### Alıştırma A
Kayıtların başından "Target: forest background" ifadesini içeren satıra kadar uzanan bölümü, iki uç da dahil olmak üzere, boş satırları atlayıp her satırı ayrı bir dize yaparak JSON listesi biçiminde verir misiniz? Yalnızca bu satırlar istenmektedir.

### Metin parçası

Kitabı okurken Deniz Faruk Zeren’in dışarıdan bir göz olmadığı, hikâyeyi bizzat içeriden yaşayan ve yazan biri olduğu hemen anlaşılıyor. Yaşatılan acılara bizzat şahit olmuştur. Ama anlatırken dramatize etmeden, yaygın olduğu gibi acı sosuna bulamadan, ağlamadan ölçülü bir gerçeklikle ve soğukkanlılıkla aktarır. Yarası neredeyse kalemi de oraya gitmiş anladığım kadarıyla. Böyle olunca da kimsenin pek görmek istemediği, varlığını kabul etmediği meseleler ortalığa saçılmış.
Kitapta anlatılan karakterler yaşamın içerisinde olan ama buna rağmen yüzleri, kalpleri, yaşama uğraşları fark edilmeyen, görülmeyen, kabullenilmeyen kişiler. Yaşamın fark ettirmediğini belki yazın fark ettirir, kim bilir. Malum, toplumumuz birçok kıyımı, katliamı, hak ihlalini sessizce, tepkisizce izleyen ama aynı kıyıma bir filmde ya da kitapta denk gelince üzüntüden kahrolan bir toplumdur.

### Girdi verisi

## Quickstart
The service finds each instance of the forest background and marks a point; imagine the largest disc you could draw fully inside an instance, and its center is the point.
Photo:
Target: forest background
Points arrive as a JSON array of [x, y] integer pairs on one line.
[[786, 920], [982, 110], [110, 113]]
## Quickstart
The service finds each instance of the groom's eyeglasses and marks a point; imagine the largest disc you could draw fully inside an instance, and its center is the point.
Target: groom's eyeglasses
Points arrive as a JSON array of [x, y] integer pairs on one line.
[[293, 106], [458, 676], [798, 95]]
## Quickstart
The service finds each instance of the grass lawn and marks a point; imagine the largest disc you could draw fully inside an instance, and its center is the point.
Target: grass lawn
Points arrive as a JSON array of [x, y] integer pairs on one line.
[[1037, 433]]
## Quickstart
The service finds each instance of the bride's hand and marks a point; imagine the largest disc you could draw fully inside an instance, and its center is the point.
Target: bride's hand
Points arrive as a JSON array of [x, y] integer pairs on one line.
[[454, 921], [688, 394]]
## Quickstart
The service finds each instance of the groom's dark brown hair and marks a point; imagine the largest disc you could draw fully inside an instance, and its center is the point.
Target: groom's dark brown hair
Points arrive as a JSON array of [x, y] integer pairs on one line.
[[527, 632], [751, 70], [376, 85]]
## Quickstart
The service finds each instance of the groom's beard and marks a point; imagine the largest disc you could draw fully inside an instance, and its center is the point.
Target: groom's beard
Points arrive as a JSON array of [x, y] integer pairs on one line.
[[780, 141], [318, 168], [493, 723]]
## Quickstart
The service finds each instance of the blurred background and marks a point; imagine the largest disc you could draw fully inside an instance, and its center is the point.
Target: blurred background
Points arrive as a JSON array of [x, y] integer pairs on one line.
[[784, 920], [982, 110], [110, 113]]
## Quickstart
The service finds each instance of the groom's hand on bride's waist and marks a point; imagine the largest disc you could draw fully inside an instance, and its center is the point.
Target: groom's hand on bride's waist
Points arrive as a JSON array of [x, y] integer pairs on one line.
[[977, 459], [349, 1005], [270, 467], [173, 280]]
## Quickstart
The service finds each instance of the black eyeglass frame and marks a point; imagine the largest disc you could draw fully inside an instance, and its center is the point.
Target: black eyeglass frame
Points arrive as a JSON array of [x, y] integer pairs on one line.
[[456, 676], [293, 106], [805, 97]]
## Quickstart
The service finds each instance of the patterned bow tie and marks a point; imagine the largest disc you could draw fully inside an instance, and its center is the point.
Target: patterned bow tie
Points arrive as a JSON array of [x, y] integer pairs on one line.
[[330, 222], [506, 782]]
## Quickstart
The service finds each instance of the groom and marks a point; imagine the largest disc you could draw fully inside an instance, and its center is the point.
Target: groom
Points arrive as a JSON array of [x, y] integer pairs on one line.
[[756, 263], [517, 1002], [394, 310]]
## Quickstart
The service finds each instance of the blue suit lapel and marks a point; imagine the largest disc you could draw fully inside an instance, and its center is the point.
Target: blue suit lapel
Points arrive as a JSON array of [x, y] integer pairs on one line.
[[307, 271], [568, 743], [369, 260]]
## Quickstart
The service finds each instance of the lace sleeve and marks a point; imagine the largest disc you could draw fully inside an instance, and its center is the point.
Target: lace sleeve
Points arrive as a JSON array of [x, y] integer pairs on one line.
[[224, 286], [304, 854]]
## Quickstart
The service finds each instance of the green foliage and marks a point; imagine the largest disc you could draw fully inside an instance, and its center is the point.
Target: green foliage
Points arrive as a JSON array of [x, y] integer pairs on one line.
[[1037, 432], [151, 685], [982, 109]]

### Alıştırma B
Kitap üzerine yazılmış metinde "Kitapta anlatılan karakterler" ifadesinden "kahrolan bir toplumdur." ifadesine kadar olan bölümü, iki uç da dahil, "karakterler" yerine "kahramanlar" koyarak yeniden yazar mısınız?

### Çözümlü yanıt A
[
  "## Quickstart",
  "The service finds each instance of the forest background and marks a point; imagine the largest disc you could draw fully inside an instance, and its center is the point.",
  "Photo:",
  "Target: forest background"
]

### Çözümlü yanıt B
Kitapta anlatılan kahramanlar yaşamın içerisinde olan ama buna rağmen yüzleri, kalpleri, yaşama uğraşları fark edilmeyen, görülmeyen, kabullenilmeyen kişiler. Yaşamın fark ettirmediğini belki yazın fark ettirir, kim bilir. Malum, toplumumuz birçok kıyımı, katliamı, hak ihlalini sessizce, tepkisizce izleyen ama aynı kıyıma bir filmde ya da kitapta denk gelince üzüntüden kahrolan bir toplumdur.